Recorded data:
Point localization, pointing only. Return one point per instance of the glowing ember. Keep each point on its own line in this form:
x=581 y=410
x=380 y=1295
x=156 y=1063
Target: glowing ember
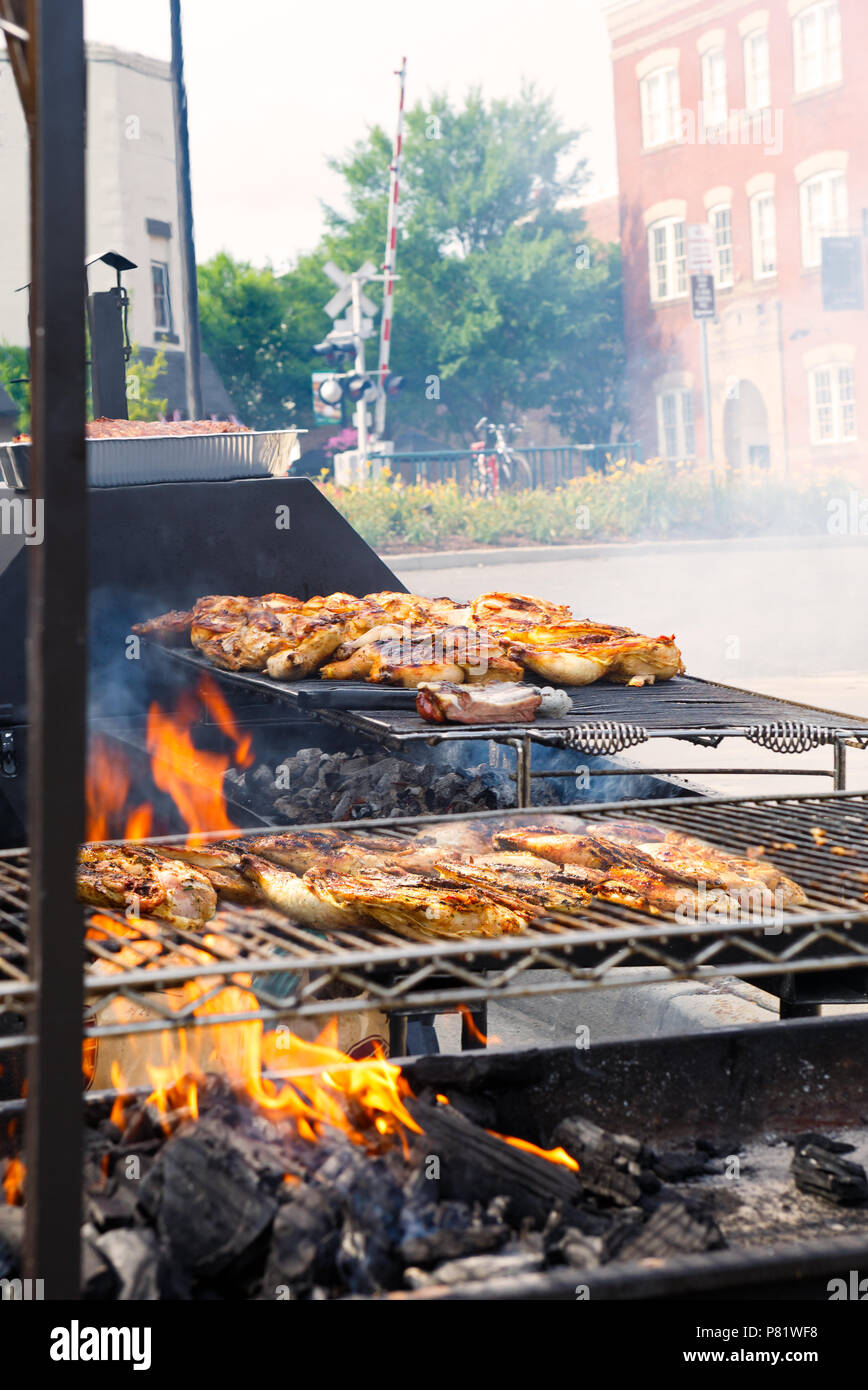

To do:
Please restate each entry exactly, but drop any picture it holds.

Response to the exercise:
Point localization, pointing only. Return one point per instance of the glowing ember. Keep each point on its own line in this form:
x=581 y=410
x=380 y=1295
x=156 y=1063
Target: glowing ember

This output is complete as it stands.